■ **What to do**: Set down all of the lines below exactly as they are given.

───

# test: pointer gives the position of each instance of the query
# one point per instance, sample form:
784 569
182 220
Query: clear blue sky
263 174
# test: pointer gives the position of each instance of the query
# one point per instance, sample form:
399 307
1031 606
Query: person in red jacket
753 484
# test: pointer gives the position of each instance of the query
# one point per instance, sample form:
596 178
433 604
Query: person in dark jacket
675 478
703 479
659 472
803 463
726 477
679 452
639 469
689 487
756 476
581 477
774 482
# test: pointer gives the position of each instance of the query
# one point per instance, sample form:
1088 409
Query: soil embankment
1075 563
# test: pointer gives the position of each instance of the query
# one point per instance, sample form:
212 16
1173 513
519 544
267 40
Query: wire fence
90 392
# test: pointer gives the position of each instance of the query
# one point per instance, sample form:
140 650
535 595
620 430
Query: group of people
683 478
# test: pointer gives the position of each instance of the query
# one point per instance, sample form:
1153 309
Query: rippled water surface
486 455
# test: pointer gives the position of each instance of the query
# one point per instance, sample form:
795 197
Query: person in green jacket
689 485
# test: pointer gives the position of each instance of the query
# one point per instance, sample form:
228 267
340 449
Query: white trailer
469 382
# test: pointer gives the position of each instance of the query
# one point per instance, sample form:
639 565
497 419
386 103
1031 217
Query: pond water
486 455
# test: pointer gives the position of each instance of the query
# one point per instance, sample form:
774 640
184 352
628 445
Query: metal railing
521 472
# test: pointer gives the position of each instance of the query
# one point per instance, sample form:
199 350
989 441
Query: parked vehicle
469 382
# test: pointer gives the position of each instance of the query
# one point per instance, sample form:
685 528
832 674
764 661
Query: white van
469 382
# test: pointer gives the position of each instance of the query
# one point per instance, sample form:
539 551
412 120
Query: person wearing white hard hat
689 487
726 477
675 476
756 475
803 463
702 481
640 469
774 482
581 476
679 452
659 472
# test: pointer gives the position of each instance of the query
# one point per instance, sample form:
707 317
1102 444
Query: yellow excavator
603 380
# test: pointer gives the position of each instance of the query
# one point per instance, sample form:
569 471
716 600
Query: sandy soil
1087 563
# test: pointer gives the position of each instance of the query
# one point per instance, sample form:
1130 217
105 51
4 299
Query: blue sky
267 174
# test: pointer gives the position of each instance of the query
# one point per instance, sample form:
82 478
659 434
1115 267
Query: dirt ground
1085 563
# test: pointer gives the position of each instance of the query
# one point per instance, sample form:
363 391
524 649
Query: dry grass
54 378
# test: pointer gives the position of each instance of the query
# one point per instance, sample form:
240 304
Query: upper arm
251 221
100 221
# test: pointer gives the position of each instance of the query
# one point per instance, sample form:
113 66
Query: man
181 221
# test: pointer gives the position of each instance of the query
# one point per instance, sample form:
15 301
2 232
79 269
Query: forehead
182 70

───

■ **Answer box**:
# test: pointer gives the position of each instance of the query
# one point per instance, sample form:
784 569
182 220
Query: clear blue sky
263 174
# test: pointer gives the position of each instance of the query
# one point per instance, sample form:
399 307
1031 606
Query: person in red jacket
753 484
# test: pointer gives the position of each instance of the query
# one point per instance, sample form:
596 178
433 604
Query: person in dark jacket
675 478
703 479
659 472
803 463
726 477
679 452
639 469
689 487
756 476
581 477
774 482
# test: pointer gives the position of each instance of the query
# one point per instance, sample form:
1088 409
Query: soil embankment
1075 563
# test: pointer gives the position of each instance of the query
# one point per instance, sample form:
212 16
1173 513
519 544
267 40
Query: wire fence
90 392
# test: pointer gives the position of each instance of the query
# one point per instance, sample form:
140 650
535 595
620 430
Query: group of people
683 478
# test: pointer gives the position of each instance of the query
# one point per instance, sample form:
1153 309
Query: rippled water surface
486 455
# test: pointer gives the position of each instance of the query
# one point per instance, sample form:
795 197
Query: person in green jacket
689 485
# test: pointer gives the position of each instance of the query
# one point per instance, sample form:
228 267
340 449
Query: white trailer
469 382
# test: pointer gives the position of each instance of the query
# one point per instance, sample form:
639 565
497 419
386 103
1031 217
Query: pond water
486 455
# test: pointer gives the position of each instance of the query
# one point per instance, sample form:
774 640
184 352
628 445
Query: metal railing
521 472
# test: pointer gives the position of each instance of the query
# one point per instance, sample form:
199 350
989 441
Query: parked vehicle
469 382
# test: pointer gives the position of each instance of the query
# one point per instance, sample form:
685 528
832 674
764 661
Query: white van
469 382
# test: pointer gives the position of each instance of the query
# one point per instance, sample form:
539 551
412 120
Query: person wearing white hard hat
689 487
726 477
675 476
756 475
803 463
702 481
640 469
774 482
581 476
679 452
659 472
# test: pointer gives the position of each instance of the query
# one point per instance, sample form:
707 317
1102 444
Query: yellow excavator
603 380
# test: pointer gives the position of each instance of the query
# one point per instance, sample form:
569 471
716 600
Query: sandy soil
1087 563
# test: pointer gives the position of each instance of the query
# one point per instance, sample form:
1130 217
105 51
4 299
Query: blue sky
267 174
# test: pointer gives the position of each instance of the query
# one point per instance, sample form:
82 478
659 434
1115 267
Query: dirt ground
1085 563
# test: pointer gives the position of each instance of the query
# one point per instance, sample form:
363 391
524 649
Query: dry grass
54 378
# test: pointer gives the position of each instance of the query
# one point per instance, sample form:
240 304
Query: upper arm
251 221
100 221
# test: pointer gives the position of each instance of the query
# one point per instance, sample form:
113 66
Query: man
181 221
# test: pointer gives the position of each instance of the query
# one point per instance, sample form:
15 301
2 232
79 269
Query: forehead
182 70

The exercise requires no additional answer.